- _Document_
|---|

4° Le 2° est remplacé par un alinéa ainsi rédigé :
« Les destinations tierces, qui comprennent celles qui ne relèvent pas du 1° et du 2° du présent article. »
II. – L’article 422‑21 est ainsi modifié :
1° À la troisième ligne de la première colonne, le mot : « Tierce » est remplacé par les mots : « Proche non européenne et tierce »
III. – L’article L. 422‑22 est ainsi rédigé :
« Le tarif de solidarité prévu au 2° de l’article L. 422‑20 est déterminé en fonction de la destination finale du passager, et des services additionnels dont le passager bénéficie à bord, sans supplément de prix par rapport à d’autres passagers, selon les modalités suivantes :
Destination finale | SERVICES ADDITIONNELS À BORD DONT BÉNÉFICIE LE PASSAGER, SANS SUPPLÉMENT DE PRIX, PAR RAPPORT À D'AUTRES PASSAGERS | Tarif de solidarité (€) |
UE et assimilées | Aucun service additionnel | 16 |
Présence de services additionnels | 32 | |
Proches non européennes | Aucun service additionnel | 39 |
Présence de services additionnels | 68 | |
Tierce | Aucun service additionnel | 71 |
Présence de services additionnels | 142 |
« Le passager est réputé bénéficier des services additionnels mentionnés aux deux premiers alinéas du présent article lorsqu’il peut bénéficier, sur au moins l’un des tronçons compris entre le point d’embarquement initial et le point de débarquement terminal, sans supplément par rapport au prix initialement convenu, de services à bord auxquels l’ensemble des passagers ne peut accéder sans un tel supplément. À cette fin, les points d’embarquement initial et de débarquement final s’entendent respectivement du premier et du dernier d’entre eux qui ne sont ni en correspondance, ni en transit.
IV. – Après le second alinéa de l’article L. 422‑30, il est ajouté un alinéa ainsi rédigé :
« Les embarquements et débarquements en départements, régions et collectivités d’Outre-mer au sens des articles à l’article 72‑3 et l’article 73 de la Constitution sont exonérés du tarif de solidarité prévu au 2° de l’article L. 422‑20. »

|---|

- _Enregistrements_
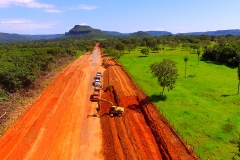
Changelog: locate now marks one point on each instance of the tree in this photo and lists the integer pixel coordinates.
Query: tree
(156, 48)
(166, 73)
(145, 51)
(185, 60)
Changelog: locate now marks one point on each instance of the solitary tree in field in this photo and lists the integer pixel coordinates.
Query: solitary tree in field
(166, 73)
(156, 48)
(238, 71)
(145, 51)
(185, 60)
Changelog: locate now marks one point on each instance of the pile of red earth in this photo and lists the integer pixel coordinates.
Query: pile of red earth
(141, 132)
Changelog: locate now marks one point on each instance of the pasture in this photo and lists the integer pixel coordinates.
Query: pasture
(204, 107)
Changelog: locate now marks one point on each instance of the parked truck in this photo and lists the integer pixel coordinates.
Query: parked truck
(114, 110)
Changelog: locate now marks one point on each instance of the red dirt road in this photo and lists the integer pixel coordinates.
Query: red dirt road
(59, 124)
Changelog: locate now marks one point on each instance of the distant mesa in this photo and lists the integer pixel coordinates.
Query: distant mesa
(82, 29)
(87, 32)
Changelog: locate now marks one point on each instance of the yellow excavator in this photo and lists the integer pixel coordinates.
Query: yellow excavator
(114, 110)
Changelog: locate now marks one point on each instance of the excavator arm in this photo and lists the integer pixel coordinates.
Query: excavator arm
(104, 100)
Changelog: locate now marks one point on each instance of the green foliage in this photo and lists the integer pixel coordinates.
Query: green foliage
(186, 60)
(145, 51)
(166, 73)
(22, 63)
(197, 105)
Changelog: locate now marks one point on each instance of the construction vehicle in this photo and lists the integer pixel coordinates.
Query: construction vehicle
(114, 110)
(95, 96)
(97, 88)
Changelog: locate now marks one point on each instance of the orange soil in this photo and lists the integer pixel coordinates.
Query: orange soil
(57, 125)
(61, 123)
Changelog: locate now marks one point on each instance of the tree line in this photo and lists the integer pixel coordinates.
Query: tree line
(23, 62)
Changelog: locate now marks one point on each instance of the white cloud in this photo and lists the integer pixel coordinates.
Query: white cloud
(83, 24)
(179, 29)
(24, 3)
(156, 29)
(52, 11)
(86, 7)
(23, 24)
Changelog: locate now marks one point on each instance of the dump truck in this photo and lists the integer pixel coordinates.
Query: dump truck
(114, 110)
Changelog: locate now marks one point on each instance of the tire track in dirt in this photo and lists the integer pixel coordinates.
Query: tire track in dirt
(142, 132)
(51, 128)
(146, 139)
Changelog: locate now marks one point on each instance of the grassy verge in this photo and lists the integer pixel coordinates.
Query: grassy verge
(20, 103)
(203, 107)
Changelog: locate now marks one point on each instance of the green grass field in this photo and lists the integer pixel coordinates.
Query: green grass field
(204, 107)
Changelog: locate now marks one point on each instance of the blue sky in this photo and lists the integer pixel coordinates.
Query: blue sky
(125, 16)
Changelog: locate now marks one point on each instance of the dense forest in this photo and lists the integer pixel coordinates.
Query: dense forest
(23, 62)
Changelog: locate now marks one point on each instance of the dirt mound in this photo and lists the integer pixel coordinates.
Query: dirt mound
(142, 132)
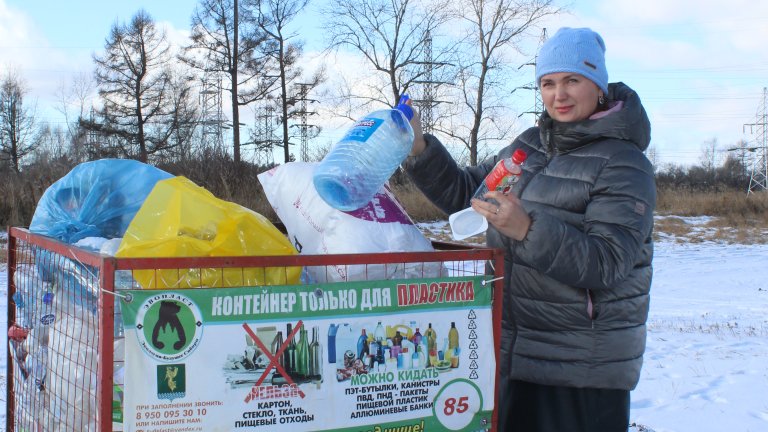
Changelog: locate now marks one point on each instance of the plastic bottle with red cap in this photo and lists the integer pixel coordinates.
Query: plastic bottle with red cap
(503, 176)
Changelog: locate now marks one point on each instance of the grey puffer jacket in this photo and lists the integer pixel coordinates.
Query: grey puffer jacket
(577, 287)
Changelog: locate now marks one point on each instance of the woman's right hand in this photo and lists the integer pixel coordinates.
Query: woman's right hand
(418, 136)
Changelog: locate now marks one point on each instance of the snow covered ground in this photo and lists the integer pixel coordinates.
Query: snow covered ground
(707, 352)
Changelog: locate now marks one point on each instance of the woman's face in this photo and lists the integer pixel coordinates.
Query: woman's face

|---|

- _Énoncé_
Rédigez la suite du texte sur le tarif de solidarité, à partir de sa dernière phrase. Les enregistrements proviennent d'une autre source.

- _Réponse_
V. – La perte de recettes pour l’État est compensée à due concurrence par la création d’une taxe additionnelle à l’accise sur les tabacs prévue au chapitre IV du titre Ier du livre III du code des impositions sur les biens et services.
Cet amendement du groupe Socialiste et apparentés vise à refondre le tarif de solidarité, composante de la taxe sur le transport aérien de passagers, en alignant le barème de la classe économique sur le niveau allemand, et en doublant ce barème pour obtenir le montant en classes premium.
Actuellement, ce tarif est uniquement différencié selon la destination finale du passager (France métropolitaine, DOM, autre État membre de l’UE, autre État partie à l’accord sur l’EEE, États situés à moins de 2000 km de la France, et autres destinations) et la classe (« eco », « première » et autres).
L’amendement prévoit une modulation du tarif selon plusieurs critères :
- La destination finale, à laquelle est adossée un bornage kilométrique (< 2 000 km, entre 2 000 et 5 000 km et > 5 000 km) ; en excluant les territoires d’outre-mer, et en maintenant le niveau le plus bas pour les territoires du Maghreb.
- La classe de voyage.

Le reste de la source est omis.